_Instruction A_
Summarize the GUI design discussion in two sentences.

_Reading text_

I wrote up a design for a GUI system (and revised it several times, hence the v5 in the title) - would love to hear feedback on it!
https://docs.google.com/document/d/16qY4NGVOHu8mvInVD-ddTajZYSsFvFBvQON_hmyHGfo/edit?usp=sharing
Looking solid :+1:
Another naming option for Elem.translate could be Elem.transfer, although I think translate is pretty good.
I was a bit unsure about having the update "in-place", since I thought it would be pretty easy to mess it up, e. g. by using the state. But after sleeping on it I think that's actually not a big issue, it should be doable to teach people that. If it does happen though, the debugging will be rough.
But the convenience this change enables is pretty appealing. So it's an interesting tradeoff.
We can have a rule for that in our own counterpart of elm-analyse that is enabled by default in the editor.
@Richard Feldman I haven't read the whole document yet, but I like it very much so far, including the &field record setter syntax :+1:
Two remarks:
Action.update is Action.update : state -> Action state (which is what I had expected), but you use it in the examples in a different way: increase = button {
label: text "+",
onPress: \prev, _ -> Action.update (prev + 1),
}
Elem.translate have an additional parameter of type parent? Otherwise I wouldn't know how to create an Elem parent from the given parameters?Forget my first remark, your examples are consistent with the type signature...
I think what I really expected was that Action.update would take a state modifying function as parameter, not the state itself. I have to read the rest of the document first before making more comments, though.
This approach to GUIs looks interesting! I've done a similar approach in Elm. Something along the lines of Html Model instead of Html Msg and providing getters and setters to control what is in scope for a particular piece of UI. I think this approach works well for things like forms that map well to a bunch of fields in a record. I haven't tried this approach with an entire app though.

_Instruction B_
Report how many lines of the entries contain the string "white", giving only the number. Case matters.

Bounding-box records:
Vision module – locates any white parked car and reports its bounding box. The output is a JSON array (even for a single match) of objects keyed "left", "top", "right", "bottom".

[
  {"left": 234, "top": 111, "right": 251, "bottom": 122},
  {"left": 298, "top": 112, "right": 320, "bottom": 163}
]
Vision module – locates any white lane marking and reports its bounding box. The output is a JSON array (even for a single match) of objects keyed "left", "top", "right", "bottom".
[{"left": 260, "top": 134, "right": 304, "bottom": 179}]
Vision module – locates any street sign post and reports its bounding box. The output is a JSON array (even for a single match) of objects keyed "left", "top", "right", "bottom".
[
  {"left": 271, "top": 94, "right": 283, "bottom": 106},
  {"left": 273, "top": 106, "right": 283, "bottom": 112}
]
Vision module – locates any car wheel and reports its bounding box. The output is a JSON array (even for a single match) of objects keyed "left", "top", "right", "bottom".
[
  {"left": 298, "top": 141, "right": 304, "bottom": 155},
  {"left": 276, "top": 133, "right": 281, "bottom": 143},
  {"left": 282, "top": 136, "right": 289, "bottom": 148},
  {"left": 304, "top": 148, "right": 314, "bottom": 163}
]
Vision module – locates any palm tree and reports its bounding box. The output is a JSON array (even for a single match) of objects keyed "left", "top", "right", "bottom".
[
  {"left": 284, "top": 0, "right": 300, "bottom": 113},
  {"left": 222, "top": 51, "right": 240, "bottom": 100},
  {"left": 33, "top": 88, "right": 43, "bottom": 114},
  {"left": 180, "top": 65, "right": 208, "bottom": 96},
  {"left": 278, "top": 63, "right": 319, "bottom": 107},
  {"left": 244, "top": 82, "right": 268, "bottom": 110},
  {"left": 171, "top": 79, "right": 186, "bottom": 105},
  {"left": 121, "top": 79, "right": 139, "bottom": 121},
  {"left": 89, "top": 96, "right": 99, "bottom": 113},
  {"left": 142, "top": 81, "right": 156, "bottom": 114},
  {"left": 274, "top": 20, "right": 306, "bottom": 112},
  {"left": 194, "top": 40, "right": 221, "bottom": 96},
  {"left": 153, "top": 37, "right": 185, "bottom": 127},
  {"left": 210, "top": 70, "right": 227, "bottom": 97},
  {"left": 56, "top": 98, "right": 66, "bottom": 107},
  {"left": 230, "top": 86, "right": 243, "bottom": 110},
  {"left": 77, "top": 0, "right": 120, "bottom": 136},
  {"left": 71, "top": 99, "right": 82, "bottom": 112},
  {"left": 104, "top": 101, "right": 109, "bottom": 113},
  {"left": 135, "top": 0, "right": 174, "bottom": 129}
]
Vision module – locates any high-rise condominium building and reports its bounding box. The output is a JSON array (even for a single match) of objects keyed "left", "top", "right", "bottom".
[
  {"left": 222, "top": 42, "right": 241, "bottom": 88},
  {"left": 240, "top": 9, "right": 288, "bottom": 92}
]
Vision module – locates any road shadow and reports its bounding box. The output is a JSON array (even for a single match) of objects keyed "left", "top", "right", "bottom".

_Output A_
One participant shares a revised design for a GUI system and invites feedback on it. Others respond favorably: they weigh the convenience of in-place updates against the risk of hard debugging, raise points about Action.update and Elem.translate, and compare the approach to a similar one in Elm that works well for forms.

_Output B_
2